- CHALLENGE 1
Translate this sentence from the travel interview into Spanish: "So I didn't really have trouble with people on the streets."
- CHALLENGE 2
Extract each line of the listing that contains the string "countertop".

--- begin EXTRACTED TEXT ---

SW:  Totally.  I feel like a lot of people have this misconception of places they’re not familiar with and thinking that they’re unsafe and… I remember, personally, when I was going to Middle East.  Dubai, Jordan, and Israel, people were like “well why would you want to go there?  There’s so much that’s going on around there right now.  How can you go there knowing that it’s not safe?”  So I want to ask you, did you ever… during this fifteen months of travel, did you ever feel unsafe?  And if so, what was that moment?

MG:  I never really felt unsafe.  I’ll start this out with the fact that I am a white male dude that is pretty confident in my walk or whatever I guess you could say.  So I didn’t really have trouble with people on the streets.  If somebody would approach me, they would know that I’m down to talk or ‘no, don’t talk to me’ and I would walk away sorta thing but I never felt unsafe.

--- end EXTRACTED TEXT ---
--- begin PROVIDED ENTRIES ---

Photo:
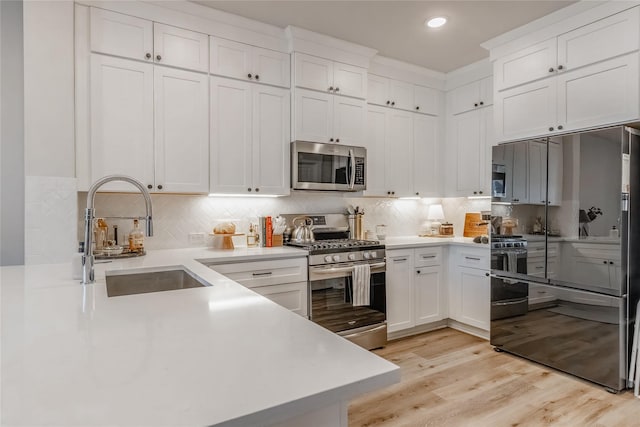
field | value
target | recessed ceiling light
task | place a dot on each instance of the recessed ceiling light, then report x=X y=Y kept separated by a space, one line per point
x=436 y=22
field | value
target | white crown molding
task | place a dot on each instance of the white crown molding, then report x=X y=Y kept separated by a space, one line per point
x=566 y=19
x=404 y=71
x=195 y=17
x=309 y=42
x=469 y=73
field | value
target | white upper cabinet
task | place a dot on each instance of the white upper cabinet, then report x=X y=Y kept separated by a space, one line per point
x=121 y=35
x=121 y=118
x=401 y=95
x=130 y=37
x=329 y=76
x=601 y=40
x=474 y=95
x=322 y=117
x=180 y=48
x=181 y=131
x=245 y=62
x=249 y=138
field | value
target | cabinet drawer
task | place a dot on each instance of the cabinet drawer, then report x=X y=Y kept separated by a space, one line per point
x=428 y=256
x=474 y=258
x=265 y=273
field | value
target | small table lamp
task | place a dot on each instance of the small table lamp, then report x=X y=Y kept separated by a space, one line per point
x=434 y=215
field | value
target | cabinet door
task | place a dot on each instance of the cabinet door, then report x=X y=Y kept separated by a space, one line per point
x=526 y=65
x=402 y=95
x=599 y=94
x=604 y=39
x=349 y=80
x=270 y=140
x=229 y=58
x=399 y=285
x=426 y=156
x=554 y=174
x=349 y=118
x=377 y=90
x=399 y=154
x=467 y=140
x=465 y=98
x=528 y=110
x=313 y=72
x=121 y=121
x=428 y=295
x=376 y=156
x=121 y=35
x=292 y=296
x=231 y=138
x=271 y=67
x=180 y=48
x=426 y=100
x=181 y=131
x=313 y=119
x=475 y=296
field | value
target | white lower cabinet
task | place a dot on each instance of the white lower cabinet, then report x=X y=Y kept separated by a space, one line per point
x=470 y=286
x=415 y=288
x=283 y=281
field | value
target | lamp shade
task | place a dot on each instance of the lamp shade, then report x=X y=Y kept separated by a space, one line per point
x=435 y=212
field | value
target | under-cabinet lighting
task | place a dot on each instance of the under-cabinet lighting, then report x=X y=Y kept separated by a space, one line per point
x=436 y=22
x=243 y=195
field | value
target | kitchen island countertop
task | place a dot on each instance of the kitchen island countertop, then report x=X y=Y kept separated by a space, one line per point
x=218 y=355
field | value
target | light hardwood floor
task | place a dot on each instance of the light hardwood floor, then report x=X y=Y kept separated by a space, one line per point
x=450 y=378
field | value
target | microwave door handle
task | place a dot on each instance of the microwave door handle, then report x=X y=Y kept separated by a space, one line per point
x=352 y=162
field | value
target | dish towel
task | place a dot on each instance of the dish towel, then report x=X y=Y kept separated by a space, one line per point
x=361 y=275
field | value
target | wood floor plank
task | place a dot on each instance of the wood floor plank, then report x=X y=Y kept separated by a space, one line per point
x=453 y=379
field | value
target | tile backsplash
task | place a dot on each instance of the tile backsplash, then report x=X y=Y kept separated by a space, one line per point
x=178 y=216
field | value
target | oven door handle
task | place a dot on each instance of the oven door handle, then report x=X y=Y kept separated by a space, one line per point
x=345 y=269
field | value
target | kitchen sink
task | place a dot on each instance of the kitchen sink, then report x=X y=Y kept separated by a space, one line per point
x=127 y=283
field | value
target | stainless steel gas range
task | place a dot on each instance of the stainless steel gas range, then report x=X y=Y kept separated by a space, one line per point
x=336 y=276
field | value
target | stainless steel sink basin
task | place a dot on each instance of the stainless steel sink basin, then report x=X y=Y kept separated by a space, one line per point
x=123 y=283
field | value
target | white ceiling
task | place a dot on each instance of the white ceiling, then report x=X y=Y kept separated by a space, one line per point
x=395 y=28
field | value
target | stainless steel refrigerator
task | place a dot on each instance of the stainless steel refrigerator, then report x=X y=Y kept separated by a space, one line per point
x=564 y=252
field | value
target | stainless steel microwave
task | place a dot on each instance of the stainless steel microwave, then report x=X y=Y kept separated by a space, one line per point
x=329 y=167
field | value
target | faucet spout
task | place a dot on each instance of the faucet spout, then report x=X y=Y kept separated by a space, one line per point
x=88 y=259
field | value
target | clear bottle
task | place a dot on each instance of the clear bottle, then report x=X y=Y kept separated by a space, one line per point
x=136 y=238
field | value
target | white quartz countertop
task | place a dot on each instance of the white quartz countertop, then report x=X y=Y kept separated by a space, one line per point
x=203 y=356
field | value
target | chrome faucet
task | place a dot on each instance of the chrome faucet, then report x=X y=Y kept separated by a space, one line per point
x=87 y=257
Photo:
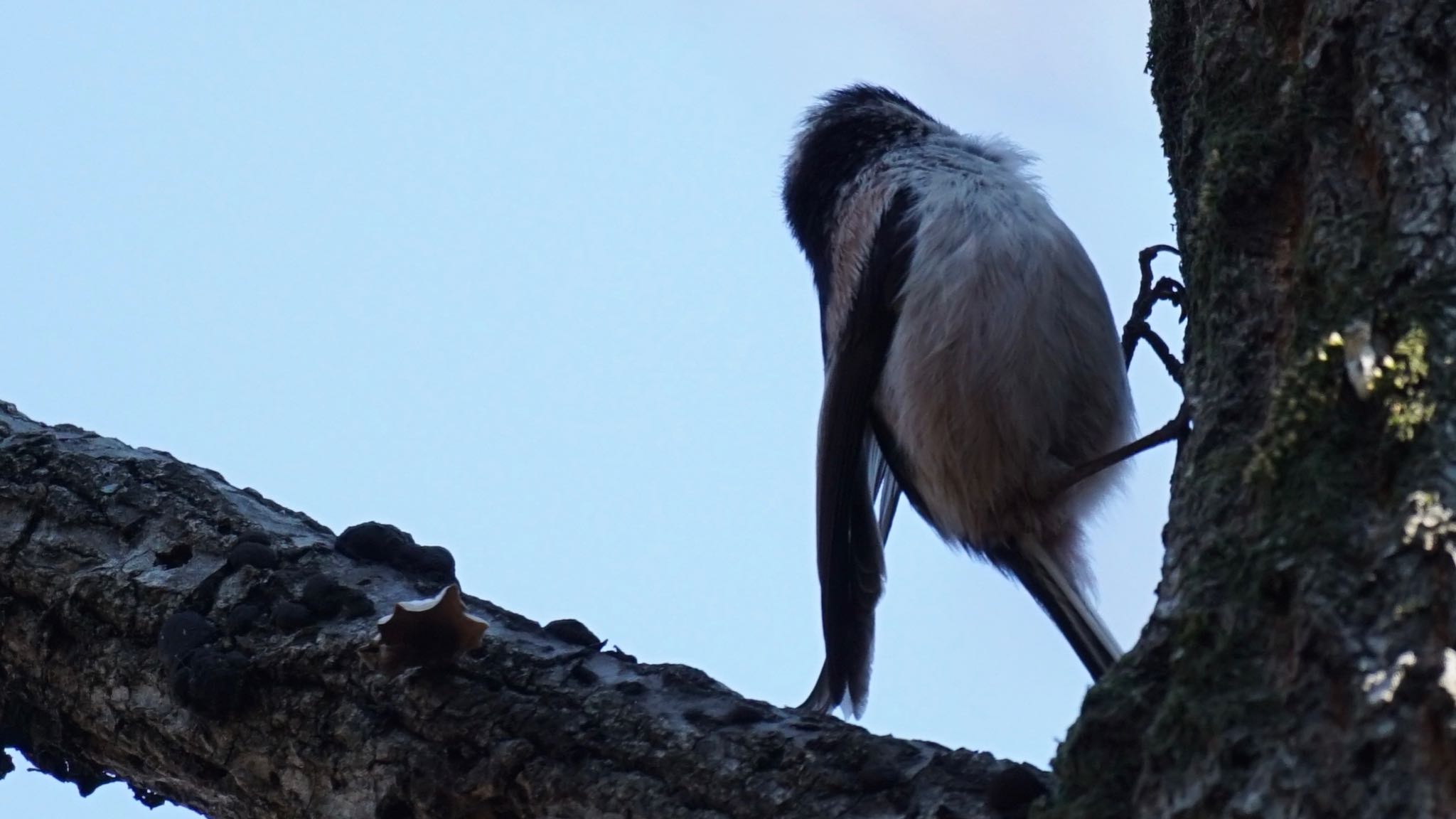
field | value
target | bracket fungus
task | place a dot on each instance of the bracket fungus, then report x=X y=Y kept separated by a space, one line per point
x=429 y=633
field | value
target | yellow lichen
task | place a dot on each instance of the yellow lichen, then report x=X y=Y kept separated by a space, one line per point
x=1406 y=370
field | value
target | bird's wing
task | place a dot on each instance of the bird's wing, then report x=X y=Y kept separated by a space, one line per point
x=851 y=552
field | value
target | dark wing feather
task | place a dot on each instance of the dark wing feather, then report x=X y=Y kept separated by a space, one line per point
x=851 y=554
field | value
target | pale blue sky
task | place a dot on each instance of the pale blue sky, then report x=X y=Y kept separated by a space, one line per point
x=514 y=279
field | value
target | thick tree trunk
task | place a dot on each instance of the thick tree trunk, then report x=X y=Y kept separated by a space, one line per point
x=1299 y=660
x=215 y=649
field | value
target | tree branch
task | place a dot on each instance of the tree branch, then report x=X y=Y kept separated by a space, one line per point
x=213 y=648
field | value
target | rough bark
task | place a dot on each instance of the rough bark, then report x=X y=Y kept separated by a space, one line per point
x=1299 y=660
x=211 y=648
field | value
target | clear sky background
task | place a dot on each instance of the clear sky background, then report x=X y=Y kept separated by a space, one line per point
x=514 y=279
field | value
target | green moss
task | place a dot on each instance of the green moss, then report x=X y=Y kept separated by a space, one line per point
x=1407 y=400
x=1299 y=407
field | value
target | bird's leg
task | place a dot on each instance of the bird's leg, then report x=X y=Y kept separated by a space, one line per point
x=1147 y=296
x=1172 y=430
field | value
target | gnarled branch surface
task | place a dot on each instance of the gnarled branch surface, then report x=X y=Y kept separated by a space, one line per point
x=213 y=648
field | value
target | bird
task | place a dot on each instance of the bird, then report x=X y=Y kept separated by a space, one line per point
x=972 y=365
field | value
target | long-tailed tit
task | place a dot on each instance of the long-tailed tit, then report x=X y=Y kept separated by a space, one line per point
x=972 y=363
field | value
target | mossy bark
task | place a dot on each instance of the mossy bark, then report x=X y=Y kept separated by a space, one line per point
x=1299 y=660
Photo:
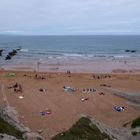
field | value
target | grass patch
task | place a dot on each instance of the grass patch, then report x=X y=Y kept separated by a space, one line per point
x=136 y=123
x=82 y=130
x=9 y=130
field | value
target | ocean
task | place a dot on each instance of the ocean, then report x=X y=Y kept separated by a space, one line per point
x=57 y=49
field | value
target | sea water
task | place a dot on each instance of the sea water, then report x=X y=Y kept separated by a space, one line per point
x=57 y=49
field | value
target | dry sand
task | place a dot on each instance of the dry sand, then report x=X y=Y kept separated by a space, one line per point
x=67 y=107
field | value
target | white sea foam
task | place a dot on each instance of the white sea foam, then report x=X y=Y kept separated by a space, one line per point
x=24 y=50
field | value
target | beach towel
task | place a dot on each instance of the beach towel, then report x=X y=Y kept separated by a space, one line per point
x=10 y=75
x=118 y=108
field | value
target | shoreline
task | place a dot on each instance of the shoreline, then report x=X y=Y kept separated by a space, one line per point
x=90 y=67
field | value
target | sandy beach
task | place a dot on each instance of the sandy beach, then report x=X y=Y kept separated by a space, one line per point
x=67 y=107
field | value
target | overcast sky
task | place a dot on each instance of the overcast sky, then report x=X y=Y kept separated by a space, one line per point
x=60 y=17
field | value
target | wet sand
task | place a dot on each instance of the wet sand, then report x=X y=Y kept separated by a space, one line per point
x=67 y=107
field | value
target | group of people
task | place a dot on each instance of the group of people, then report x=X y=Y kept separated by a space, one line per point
x=39 y=77
x=100 y=76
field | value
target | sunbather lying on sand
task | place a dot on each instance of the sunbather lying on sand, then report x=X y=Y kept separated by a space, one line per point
x=84 y=99
x=118 y=108
x=69 y=89
x=43 y=90
x=88 y=90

--- end PROVIDED ENTRIES ---

- RESPONSE 1
Así que en realidad no tuve problemas con la gente en la calle.

- RESPONSE 2
target | kitchen island countertop
task | place a dot on each instance of the kitchen island countertop, then report x=X y=Y kept separated by a space, one line per point
target | white quartz countertop
task | place a dot on each instance of the white quartz countertop, then report x=X y=Y kept separated by a space, one line per point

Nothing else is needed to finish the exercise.